----- TEXTO DE ESTUDIO -----
No. 166/ENSAYO

 
La conciencia de la muerte como ruptura y principio creador


Patricia Pérez Esparza



6 de agosto de 1945: por primera vez se utilizó una bomba atómica en una guerra. El reloj marcaba las 8:15 de la mañana en Hiroshima. Las personas que se encontraban cerca del centro de la explosión quedaron reducidas a cenizas o carbón. Sin embargo, los efectos de la bomba se sintieron a kilómetros de distancia. Habitantes de poblaciones cercanas describieron a los quemados como seres que no parecían humanos. El doctor Shuntaro Hida se encontraba, durante la explosión, a seis kilómetros. Tras el estallido decidió regresar a la ciudad, pero “a la mitad del camino, una criatura extraña de repente apareció de la nada. Como era verano, si hubiera sido humano, habría estado vestido de blanco. Lo que vi era todo negro, de los pies a la cabeza. Negro profundo. Me pareció extraño. En la parte superior había algo redondo como una cabeza. Tenía hombros. Le seguía algo parecido a un cuerpo. Pero parecía que no tenía rostro. Estaba negro. El área alrededor de los ojos se había hinchado, no tenía nariz y la mitad inferior de la cara era pura boca”.

Tres días después, Estados Unidos arrojó una segunda bomba sobre la ciudad de Nagasaki. Para el 15 de agosto, el emperador Hirohito anunció por radio la renuncia incondicional de Japón. Tras ocho años de guerra, desde su invasión a China, en 1937, hasta su recapitulación, en 1945, Japón tuvo alrededor de 2 millones 700 mil muertos, entre militares y civiles.

Una imagen recorría el país casi como una obsesión: negros cuerpos desnudos caminan sobre las calles. Van dejando tras de sí jirones de piel que ya no sienten caer. Los globos oculares son péndulos que cuelgan, reventados, sobre su rostro. Chocan los cuerpos tambaleantes entre sí. Unos se dirigen al norte, otros al sur, otros al este, otros al oeste. No dejan de caminar. Teruko Fujii, sobreviviente de la bomba, describiría años más tarde: “Luego vi a gente caminar hacia mí, con piel colgando de todos lados. Todos pensaron que si se movían a otro lado, tal vez se salvarían. […] La gente iba en todas direcciones y en absoluto silencio.” El cielo está negro. La lluvia que comienza a caer minutos después de la explosión es también negra. Y la dureza con que se estrella en los cuerpos sedientos deja manchas negras sobre la piel. ¿Hacia dónde caminan en realidad? ¿Qué buscan? ¿Por qué no esperar simplemente la muerte? ¿Acaso salen a su encuentro?
----- DATOS PROPORCIONADOS -----
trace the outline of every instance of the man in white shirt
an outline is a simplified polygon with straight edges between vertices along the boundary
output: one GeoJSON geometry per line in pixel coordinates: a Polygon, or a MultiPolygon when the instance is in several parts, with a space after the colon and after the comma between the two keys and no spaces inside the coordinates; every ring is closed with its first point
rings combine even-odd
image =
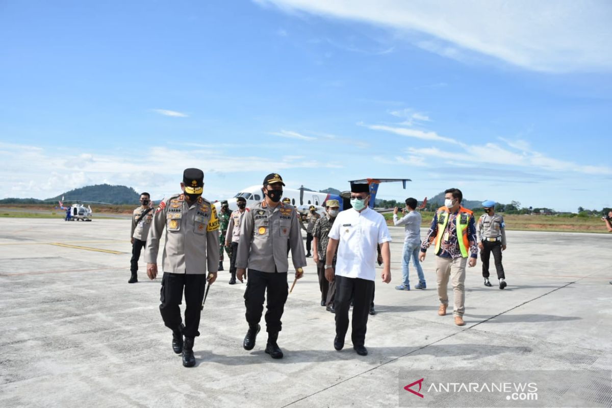
{"type": "Polygon", "coordinates": [[[419,276],[419,283],[415,289],[425,289],[427,284],[425,281],[425,275],[423,268],[419,262],[419,251],[420,250],[420,213],[415,210],[417,207],[416,199],[410,197],[406,199],[406,208],[408,213],[399,218],[397,207],[393,210],[393,224],[395,226],[403,225],[404,231],[404,253],[401,258],[401,284],[395,286],[398,291],[409,291],[410,279],[408,276],[408,267],[410,265],[410,258],[412,259],[412,264],[417,270],[419,276]]]}
{"type": "MultiPolygon", "coordinates": [[[[325,265],[325,276],[336,280],[336,337],[334,347],[338,351],[344,347],[348,330],[348,311],[353,299],[353,348],[360,355],[367,355],[364,346],[368,314],[376,279],[375,262],[378,244],[384,266],[382,281],[391,281],[391,259],[389,243],[391,236],[384,217],[368,207],[370,188],[367,184],[351,184],[351,205],[353,208],[338,214],[329,231],[326,259],[333,259],[338,249],[335,270],[325,265]]],[[[326,262],[326,264],[327,262],[326,262]]]]}

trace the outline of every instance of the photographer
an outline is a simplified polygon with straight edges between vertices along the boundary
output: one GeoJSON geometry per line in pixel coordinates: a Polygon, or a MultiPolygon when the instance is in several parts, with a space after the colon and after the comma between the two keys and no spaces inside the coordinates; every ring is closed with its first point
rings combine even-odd
{"type": "MultiPolygon", "coordinates": [[[[607,215],[604,214],[603,217],[602,217],[602,220],[605,221],[608,231],[612,232],[612,210],[608,211],[607,215]]],[[[612,283],[612,282],[610,283],[612,283]]]]}

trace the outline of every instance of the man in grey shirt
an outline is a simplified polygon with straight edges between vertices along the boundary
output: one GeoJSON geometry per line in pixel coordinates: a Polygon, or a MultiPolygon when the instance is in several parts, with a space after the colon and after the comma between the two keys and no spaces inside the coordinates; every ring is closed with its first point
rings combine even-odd
{"type": "Polygon", "coordinates": [[[417,269],[417,275],[419,275],[419,283],[414,289],[425,289],[427,287],[425,281],[425,275],[423,274],[423,268],[419,261],[419,250],[420,248],[420,224],[421,216],[418,211],[416,211],[417,201],[410,197],[406,199],[406,207],[408,213],[398,219],[398,207],[393,211],[393,224],[395,226],[403,225],[404,231],[404,251],[401,258],[402,283],[398,286],[395,286],[398,291],[409,291],[410,280],[408,278],[408,265],[410,258],[412,259],[414,267],[417,269]]]}
{"type": "Polygon", "coordinates": [[[183,193],[162,200],[155,210],[147,237],[144,260],[147,275],[155,279],[159,242],[165,228],[159,311],[166,327],[172,330],[173,350],[177,354],[182,354],[183,366],[193,367],[195,365],[193,339],[200,335],[198,328],[204,288],[207,281],[212,284],[217,279],[219,266],[219,219],[215,206],[202,198],[204,172],[201,170],[186,169],[181,187],[183,193]],[[184,325],[179,306],[184,291],[184,325]]]}
{"type": "Polygon", "coordinates": [[[244,292],[248,330],[242,347],[245,350],[252,350],[255,346],[267,291],[268,340],[266,352],[272,358],[283,358],[283,351],[277,340],[288,292],[288,243],[291,247],[296,278],[302,277],[302,267],[306,266],[297,213],[293,206],[280,202],[284,185],[283,179],[277,173],[268,174],[264,179],[264,200],[253,205],[242,216],[236,260],[236,275],[241,282],[246,268],[248,268],[248,281],[244,292]]]}

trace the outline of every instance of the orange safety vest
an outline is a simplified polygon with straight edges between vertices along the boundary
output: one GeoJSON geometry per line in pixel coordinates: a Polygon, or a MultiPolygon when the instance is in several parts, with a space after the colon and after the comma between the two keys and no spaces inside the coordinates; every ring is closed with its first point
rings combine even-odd
{"type": "MultiPolygon", "coordinates": [[[[436,251],[437,255],[440,252],[440,244],[442,242],[442,236],[446,229],[446,224],[449,222],[449,216],[450,211],[446,207],[441,207],[438,209],[438,235],[436,236],[436,251]]],[[[459,249],[461,250],[461,256],[468,258],[468,248],[469,248],[469,240],[468,239],[468,226],[469,224],[469,218],[474,217],[474,213],[466,208],[461,207],[457,213],[457,238],[460,236],[461,239],[457,240],[459,243],[459,249]]]]}

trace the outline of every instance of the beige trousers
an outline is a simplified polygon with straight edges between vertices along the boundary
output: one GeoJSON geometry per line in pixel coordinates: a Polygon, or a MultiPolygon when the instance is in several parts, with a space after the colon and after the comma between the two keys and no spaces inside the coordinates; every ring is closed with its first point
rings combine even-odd
{"type": "Polygon", "coordinates": [[[455,316],[463,316],[465,311],[465,265],[468,258],[458,258],[454,259],[436,256],[436,281],[438,283],[438,297],[442,305],[449,304],[449,294],[447,287],[449,278],[453,285],[455,316]]]}

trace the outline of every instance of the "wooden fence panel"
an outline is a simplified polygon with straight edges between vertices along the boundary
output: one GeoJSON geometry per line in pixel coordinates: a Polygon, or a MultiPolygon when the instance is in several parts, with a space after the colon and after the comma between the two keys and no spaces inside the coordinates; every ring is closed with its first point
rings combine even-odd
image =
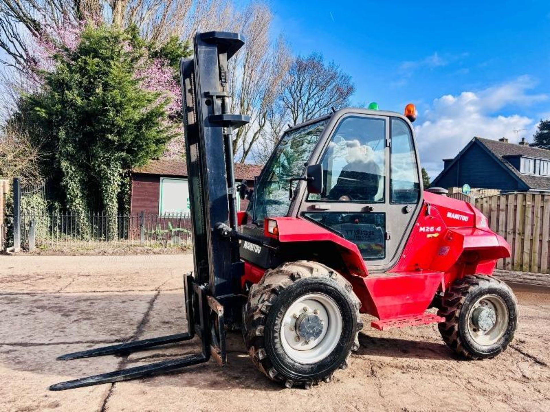
{"type": "Polygon", "coordinates": [[[533,195],[527,193],[525,195],[525,214],[524,221],[523,230],[523,261],[521,270],[524,272],[529,271],[529,258],[531,250],[531,222],[532,218],[532,199],[533,195]]]}
{"type": "MultiPolygon", "coordinates": [[[[515,216],[515,194],[507,194],[506,195],[506,207],[508,209],[507,210],[507,218],[506,218],[506,241],[508,242],[508,244],[510,245],[511,247],[514,246],[514,235],[515,231],[514,230],[514,218],[515,216]]],[[[502,201],[501,201],[502,202],[502,201]]],[[[512,270],[513,268],[513,260],[514,260],[514,253],[513,252],[512,253],[512,256],[505,260],[506,264],[505,265],[504,269],[507,270],[512,270]]]]}
{"type": "Polygon", "coordinates": [[[504,237],[511,256],[498,269],[532,273],[550,271],[550,194],[509,193],[475,199],[491,230],[504,237]]]}
{"type": "Polygon", "coordinates": [[[516,194],[516,216],[515,225],[514,230],[514,264],[513,270],[521,271],[522,270],[521,248],[523,243],[524,224],[525,221],[525,209],[524,204],[525,195],[523,193],[516,194]]]}
{"type": "MultiPolygon", "coordinates": [[[[493,196],[498,204],[498,231],[497,233],[501,236],[506,237],[506,197],[505,196],[493,196]]],[[[497,268],[503,269],[506,266],[506,261],[499,259],[497,263],[497,268]]]]}
{"type": "Polygon", "coordinates": [[[533,204],[533,221],[532,221],[532,241],[531,243],[531,256],[530,257],[531,269],[529,271],[538,273],[539,271],[538,255],[540,249],[541,237],[541,195],[535,194],[533,196],[534,201],[533,204]]]}
{"type": "Polygon", "coordinates": [[[550,226],[550,195],[544,195],[542,201],[542,237],[541,247],[541,273],[548,273],[548,229],[550,226]]]}

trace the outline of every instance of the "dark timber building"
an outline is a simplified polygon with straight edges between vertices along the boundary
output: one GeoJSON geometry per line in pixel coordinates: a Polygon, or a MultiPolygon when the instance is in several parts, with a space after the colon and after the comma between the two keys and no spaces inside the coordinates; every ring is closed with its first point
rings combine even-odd
{"type": "Polygon", "coordinates": [[[474,137],[454,159],[444,159],[444,168],[432,186],[471,187],[502,192],[550,192],[550,150],[474,137]]]}

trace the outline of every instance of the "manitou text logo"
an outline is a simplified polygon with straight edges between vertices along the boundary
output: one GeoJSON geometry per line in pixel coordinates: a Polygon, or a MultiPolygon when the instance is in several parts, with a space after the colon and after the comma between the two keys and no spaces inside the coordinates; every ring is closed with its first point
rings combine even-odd
{"type": "Polygon", "coordinates": [[[458,213],[453,213],[452,211],[447,212],[447,217],[450,218],[451,219],[454,219],[457,220],[461,220],[463,222],[468,221],[468,216],[464,216],[464,215],[459,215],[458,213]]]}
{"type": "Polygon", "coordinates": [[[244,243],[243,244],[243,247],[247,250],[253,252],[258,255],[262,252],[262,248],[261,246],[257,244],[254,244],[254,243],[251,243],[250,242],[246,242],[246,241],[245,241],[244,243]]]}

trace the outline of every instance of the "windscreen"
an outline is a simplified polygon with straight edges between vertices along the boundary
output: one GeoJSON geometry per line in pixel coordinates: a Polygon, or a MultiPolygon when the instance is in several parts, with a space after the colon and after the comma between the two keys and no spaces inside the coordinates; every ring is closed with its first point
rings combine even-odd
{"type": "MultiPolygon", "coordinates": [[[[252,221],[263,224],[268,216],[286,216],[290,205],[289,181],[301,176],[328,119],[286,132],[256,182],[248,212],[252,221]]],[[[292,183],[296,185],[295,182],[292,183]]]]}

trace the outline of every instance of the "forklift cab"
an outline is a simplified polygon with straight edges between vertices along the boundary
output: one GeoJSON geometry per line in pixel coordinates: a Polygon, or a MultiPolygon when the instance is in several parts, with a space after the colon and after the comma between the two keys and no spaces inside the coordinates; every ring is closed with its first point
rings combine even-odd
{"type": "Polygon", "coordinates": [[[405,116],[337,111],[285,132],[256,182],[249,221],[263,226],[266,218],[300,217],[355,243],[370,271],[387,271],[420,209],[419,164],[405,116]],[[304,177],[306,170],[317,176],[304,177]],[[307,190],[308,179],[316,180],[318,193],[307,190]]]}

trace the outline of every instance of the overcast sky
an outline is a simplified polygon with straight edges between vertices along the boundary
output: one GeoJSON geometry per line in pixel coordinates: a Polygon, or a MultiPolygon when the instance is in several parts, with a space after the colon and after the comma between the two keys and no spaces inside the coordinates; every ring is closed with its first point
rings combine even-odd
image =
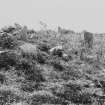
{"type": "Polygon", "coordinates": [[[105,32],[105,0],[0,0],[0,27],[17,22],[38,29],[39,21],[54,28],[105,32]]]}

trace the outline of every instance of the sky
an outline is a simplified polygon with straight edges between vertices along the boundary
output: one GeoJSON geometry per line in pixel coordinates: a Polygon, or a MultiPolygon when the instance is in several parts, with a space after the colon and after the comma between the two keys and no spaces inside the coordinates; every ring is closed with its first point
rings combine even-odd
{"type": "Polygon", "coordinates": [[[14,23],[105,32],[105,0],[0,0],[0,28],[14,23]]]}

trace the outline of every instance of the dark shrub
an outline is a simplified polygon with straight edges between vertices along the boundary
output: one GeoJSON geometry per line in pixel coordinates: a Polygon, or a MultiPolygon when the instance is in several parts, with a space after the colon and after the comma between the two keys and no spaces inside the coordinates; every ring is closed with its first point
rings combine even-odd
{"type": "Polygon", "coordinates": [[[12,49],[16,46],[16,39],[12,35],[8,35],[7,33],[3,33],[0,36],[0,47],[6,49],[12,49]]]}
{"type": "Polygon", "coordinates": [[[0,90],[0,105],[11,104],[13,102],[19,102],[21,98],[14,94],[11,90],[0,90]]]}
{"type": "Polygon", "coordinates": [[[48,53],[48,51],[49,51],[49,49],[50,49],[50,46],[43,43],[43,44],[39,44],[38,48],[39,48],[41,51],[44,51],[44,52],[47,52],[47,53],[48,53]]]}
{"type": "Polygon", "coordinates": [[[6,82],[6,76],[5,74],[0,73],[0,83],[4,84],[6,82]]]}
{"type": "Polygon", "coordinates": [[[17,55],[14,52],[7,51],[0,54],[0,68],[15,66],[17,64],[17,55]]]}
{"type": "Polygon", "coordinates": [[[37,67],[37,64],[33,64],[28,59],[23,59],[16,67],[17,70],[24,73],[26,80],[41,82],[45,81],[41,69],[37,67]]]}

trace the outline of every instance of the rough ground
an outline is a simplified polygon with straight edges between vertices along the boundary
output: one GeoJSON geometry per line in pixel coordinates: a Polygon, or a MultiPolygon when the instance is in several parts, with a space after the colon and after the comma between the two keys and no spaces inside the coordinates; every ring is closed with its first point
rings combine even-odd
{"type": "Polygon", "coordinates": [[[59,28],[34,31],[15,24],[0,31],[0,105],[104,105],[104,34],[93,33],[85,49],[83,32],[59,28]],[[69,58],[49,54],[63,45],[69,58]],[[80,59],[84,48],[85,58],[80,59]]]}

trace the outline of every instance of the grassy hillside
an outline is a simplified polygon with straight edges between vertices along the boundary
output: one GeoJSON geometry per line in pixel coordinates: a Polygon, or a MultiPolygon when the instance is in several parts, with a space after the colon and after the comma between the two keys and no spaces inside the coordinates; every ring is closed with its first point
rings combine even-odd
{"type": "Polygon", "coordinates": [[[93,33],[93,48],[86,49],[83,32],[2,28],[0,105],[104,105],[104,35],[93,33]],[[49,53],[57,45],[67,58],[49,53]]]}

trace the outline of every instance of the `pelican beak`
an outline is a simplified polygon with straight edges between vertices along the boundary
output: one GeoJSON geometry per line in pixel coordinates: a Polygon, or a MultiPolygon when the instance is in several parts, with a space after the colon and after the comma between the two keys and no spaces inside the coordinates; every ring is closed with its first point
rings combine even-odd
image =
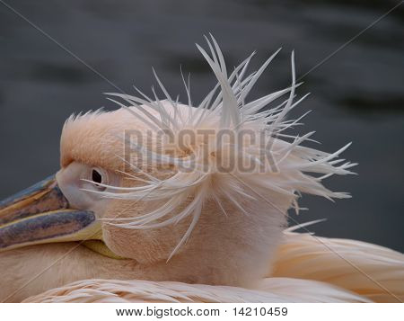
{"type": "Polygon", "coordinates": [[[101,240],[93,212],[73,210],[55,176],[0,201],[0,252],[27,245],[101,240]]]}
-----
Prosigue el ensayo sobre la conciencia de la muerte a partir de la pregunta final «¿Acaso salen a su encuentro?».

## RESPUESTA:
Enfoquemos un poco más la imagen: la luz cegadora de la explosión crea un sentimiento de pasmo entre quienes la miran. Sorprendidos, encandilados, observan sin poder moverse el estallido. El doctor Shuntaro Hida la describió: “Estaba atónito, fue una luz alarmante. Aunque estuvieras de espaldas a ella, sentías el impacto pasar directo al centro de tu cerebro.” En seguida se desata la onda expansiva que incendia todo a su pa-so. Al final, comienza el movimiento de los supervivientes, aparentemente sin sentido ni dirección.

Es éste también el proceso de la creación artística en la posguerra. El estruendo de la debacle lleva a un primer momento de encandilamiento y silencio. Se abre una enorme grieta, en donde tienen lugar la pérdida, el dolor, el horror y el desencanto humanos. El fuego lo consume todo, como una enorme ola incandescente. Pero a esto le sigue, casi inmediatamente, la conciencia de la muerte, visible a partir de la grieta que el primer momento ya abrió. Y esta nueva conciencia permite retomar el acto creativo, aunque desde una posición muy distinta a la tradicional. El creador se ha movido de sitio. La ruptura ha tenido lugar. Los artistas de posguerra van al norte, al sur, al este y al oeste. Muchos de ellos caminan tambaleándose, todavía encandilados. Otros avanzan con pasos muy firmes. Quizá también van en busca de su muerte, quizá también buscan salvarse. Ellos mismos no lo tienen claro, pero saben que no pueden dejar de moverse.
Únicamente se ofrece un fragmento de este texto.